[Exercise description]: In the records below, the line with "example = [(648, 534)]" opens the range and the line with "example = [(81, 357)]" closes it; print that range exactly and nothing else.

[Input records]:
---
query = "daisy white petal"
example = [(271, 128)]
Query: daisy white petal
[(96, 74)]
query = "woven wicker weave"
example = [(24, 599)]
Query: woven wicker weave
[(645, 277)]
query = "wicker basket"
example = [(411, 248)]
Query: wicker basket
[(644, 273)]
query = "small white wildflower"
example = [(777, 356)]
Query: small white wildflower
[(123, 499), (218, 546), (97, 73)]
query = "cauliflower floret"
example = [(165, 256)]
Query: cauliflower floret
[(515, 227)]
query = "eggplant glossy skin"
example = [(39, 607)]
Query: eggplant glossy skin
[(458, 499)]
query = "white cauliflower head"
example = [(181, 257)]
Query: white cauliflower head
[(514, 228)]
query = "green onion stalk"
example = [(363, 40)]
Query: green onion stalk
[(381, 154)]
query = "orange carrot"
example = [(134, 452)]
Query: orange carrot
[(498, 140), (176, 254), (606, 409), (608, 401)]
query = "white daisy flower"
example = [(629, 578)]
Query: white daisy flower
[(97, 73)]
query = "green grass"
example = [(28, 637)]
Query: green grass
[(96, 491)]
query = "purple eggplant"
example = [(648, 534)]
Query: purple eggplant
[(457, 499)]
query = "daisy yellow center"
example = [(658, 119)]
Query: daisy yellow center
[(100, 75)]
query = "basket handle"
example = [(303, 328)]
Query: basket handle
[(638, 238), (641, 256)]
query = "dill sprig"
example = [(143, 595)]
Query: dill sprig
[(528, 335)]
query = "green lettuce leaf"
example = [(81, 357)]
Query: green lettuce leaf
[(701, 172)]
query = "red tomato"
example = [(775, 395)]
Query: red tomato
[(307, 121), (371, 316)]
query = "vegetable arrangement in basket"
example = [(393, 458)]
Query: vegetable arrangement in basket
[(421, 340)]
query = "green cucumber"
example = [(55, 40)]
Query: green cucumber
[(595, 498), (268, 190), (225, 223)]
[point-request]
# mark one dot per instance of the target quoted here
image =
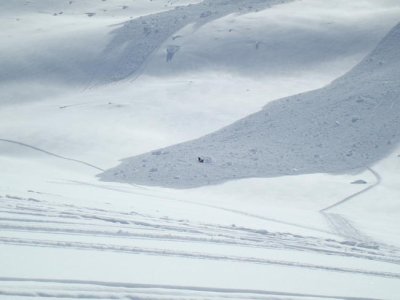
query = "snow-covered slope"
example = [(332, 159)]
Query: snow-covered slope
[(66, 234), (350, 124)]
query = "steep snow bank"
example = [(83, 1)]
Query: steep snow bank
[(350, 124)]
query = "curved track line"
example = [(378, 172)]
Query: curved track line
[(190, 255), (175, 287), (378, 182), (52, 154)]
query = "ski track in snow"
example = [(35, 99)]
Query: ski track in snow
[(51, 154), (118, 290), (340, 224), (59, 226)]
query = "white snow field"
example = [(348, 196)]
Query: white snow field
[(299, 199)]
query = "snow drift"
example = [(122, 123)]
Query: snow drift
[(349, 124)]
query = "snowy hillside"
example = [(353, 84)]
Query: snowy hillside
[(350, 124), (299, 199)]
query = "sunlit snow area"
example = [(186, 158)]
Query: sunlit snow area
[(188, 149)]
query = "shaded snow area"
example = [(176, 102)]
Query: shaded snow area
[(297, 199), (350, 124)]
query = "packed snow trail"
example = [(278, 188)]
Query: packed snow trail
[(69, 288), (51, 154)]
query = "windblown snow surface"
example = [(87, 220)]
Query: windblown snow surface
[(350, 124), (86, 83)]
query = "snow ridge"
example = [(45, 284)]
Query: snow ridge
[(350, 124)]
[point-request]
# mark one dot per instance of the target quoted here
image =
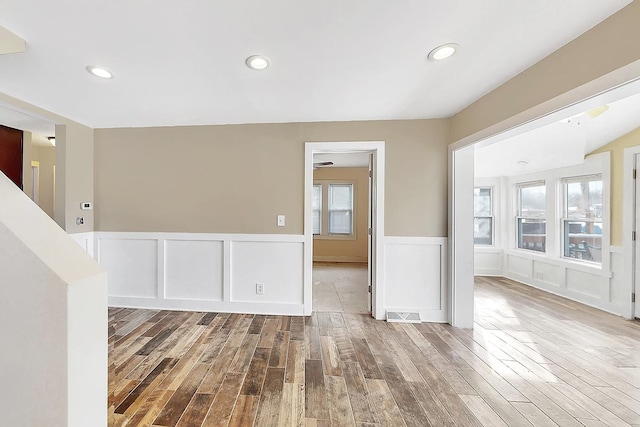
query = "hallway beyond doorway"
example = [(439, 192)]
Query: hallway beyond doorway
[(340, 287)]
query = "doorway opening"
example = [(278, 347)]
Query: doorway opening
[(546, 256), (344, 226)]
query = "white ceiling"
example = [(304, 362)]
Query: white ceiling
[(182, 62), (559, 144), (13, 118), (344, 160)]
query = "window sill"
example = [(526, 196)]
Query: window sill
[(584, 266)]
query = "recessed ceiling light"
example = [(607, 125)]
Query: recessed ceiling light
---
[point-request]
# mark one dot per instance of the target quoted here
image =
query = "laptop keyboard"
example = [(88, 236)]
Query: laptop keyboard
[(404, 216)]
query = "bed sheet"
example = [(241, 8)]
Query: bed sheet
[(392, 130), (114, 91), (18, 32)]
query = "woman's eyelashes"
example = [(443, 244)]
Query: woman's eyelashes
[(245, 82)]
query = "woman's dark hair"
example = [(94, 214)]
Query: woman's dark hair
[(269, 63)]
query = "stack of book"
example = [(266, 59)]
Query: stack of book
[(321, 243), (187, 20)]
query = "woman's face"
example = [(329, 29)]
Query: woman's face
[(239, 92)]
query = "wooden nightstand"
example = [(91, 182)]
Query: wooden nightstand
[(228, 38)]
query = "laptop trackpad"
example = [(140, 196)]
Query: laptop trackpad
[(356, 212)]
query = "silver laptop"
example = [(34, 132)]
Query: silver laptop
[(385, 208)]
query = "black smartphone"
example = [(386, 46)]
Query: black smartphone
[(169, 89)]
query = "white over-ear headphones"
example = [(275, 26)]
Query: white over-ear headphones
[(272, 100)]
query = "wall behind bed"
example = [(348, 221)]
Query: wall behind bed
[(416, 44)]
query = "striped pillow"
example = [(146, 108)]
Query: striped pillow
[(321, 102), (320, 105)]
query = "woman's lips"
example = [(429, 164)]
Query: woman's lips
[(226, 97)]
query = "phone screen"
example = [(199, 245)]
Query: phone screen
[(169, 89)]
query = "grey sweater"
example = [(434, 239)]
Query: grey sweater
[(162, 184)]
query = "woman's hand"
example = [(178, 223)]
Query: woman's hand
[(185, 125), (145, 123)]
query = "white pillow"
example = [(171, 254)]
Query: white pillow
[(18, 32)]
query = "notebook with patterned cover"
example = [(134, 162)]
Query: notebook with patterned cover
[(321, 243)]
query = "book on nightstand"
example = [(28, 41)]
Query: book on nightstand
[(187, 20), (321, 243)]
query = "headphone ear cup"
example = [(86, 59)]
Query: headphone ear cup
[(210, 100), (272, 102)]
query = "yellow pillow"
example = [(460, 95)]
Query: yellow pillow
---
[Written solution]:
example = [(648, 534)]
Query: purple eggplant
[(457, 499)]
query = "daisy yellow center"
example = [(658, 119)]
Query: daisy yellow center
[(100, 75)]
query = "basket handle"
example = [(303, 328)]
Query: basket handle
[(638, 238), (641, 256)]
query = "dill sprig"
example = [(143, 595)]
Query: dill sprig
[(528, 335)]
query = "green lettuce leaf"
example = [(81, 357)]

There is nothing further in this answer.